It's incredible that she managed to avoid publicity, as women were barred from training at Technical Schools in this discipline.

The Spartan was made famous by the now legendary 1930’s aviatrix duo Pauline Gower and Dorothy Spicer.


Can you help Wight Aviation Museum save the Spartan?


Dorothy was the Spartan engineer to pilot Pauline Gower when they were a flying business partnership in the 1930s, first with the now legendary flying circuses, then later as an independent business called ‘Air Trips.’

The two women owned two Spartans during the 1930s, setting records for the number of passengers flown and the number of flying hours clocked up in Pauline’s log books. Keeping the planes airworthy was Dorothy’s job.

One of Pauline’s pilots was Mary Wilkins Ellis, who was later commandant of Sandown Airport for 20 years, where the Wight Aviation Museum is based.

Mary’s flying life is a major exhibit at Wight Aviation Museum.  You could say, it all started with a Spartan!

Author Anne Grant, who runs the Solent Aviatrix website and is also helping to spearhead the Wight Aviation Museum's campaign to buy back the Spartan, said Rod is very keen to see it returned to the Isle of Wight.

Speaking to Anne, he said: “It is my great wish that she be returned to the place that she was built, as she is the only example of her type left."

### SUPPLIED INFORMATION:

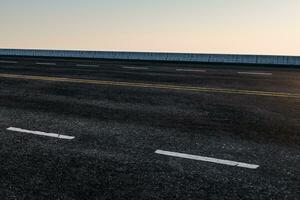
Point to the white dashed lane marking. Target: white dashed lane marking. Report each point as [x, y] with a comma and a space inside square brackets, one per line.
[50, 64]
[135, 68]
[190, 70]
[207, 159]
[86, 65]
[256, 73]
[55, 135]
[8, 62]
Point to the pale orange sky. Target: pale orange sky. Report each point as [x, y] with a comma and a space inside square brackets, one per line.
[214, 26]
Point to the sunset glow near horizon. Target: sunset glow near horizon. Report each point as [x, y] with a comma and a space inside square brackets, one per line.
[216, 26]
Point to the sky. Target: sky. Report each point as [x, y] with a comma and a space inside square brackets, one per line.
[270, 27]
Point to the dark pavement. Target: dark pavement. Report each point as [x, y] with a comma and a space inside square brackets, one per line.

### WRITTEN TASKS:
A – Answer from the Spartan article:
(i) What was the independent business of Pauline Gower and Dorothy Spicer called?
(ii) For how many years was Mary Wilkins Ellis commandant of Sandown Airport?
(iii) Which website does Anne Grant run?
B – Name every person mentioned in the Spartan article.
C – Does each statement agree with the Spartan article? Reply yes or no and quote the words that settle it.
(i) Pauline Gower and Dorothy Spicer owned three Spartans during the 1930s.
(ii) Wight Aviation Museum is based at Sandown Airport.
(iii) Keeping the planes airworthy was Pauline's job.
The material is unrelated to the Spartan article.

### ANSWERS FOR THE EXERCISE:
A –
(i) ‘Air Trips.’
(ii) 20 years
(iii) The Solent Aviatrix website

B –
- Pauline Gower
- Dorothy Spicer
- Mary Wilkins Ellis
- Anne Grant
- Rod

C –
(i) No: "The two women owned two Spartans during the 1930s"
(ii) Yes: "commandant of Sandown Airport for 20 years, where the Wight Aviation Museum is based"
(iii) No: "Keeping the planes airworthy was Dorothy’s job."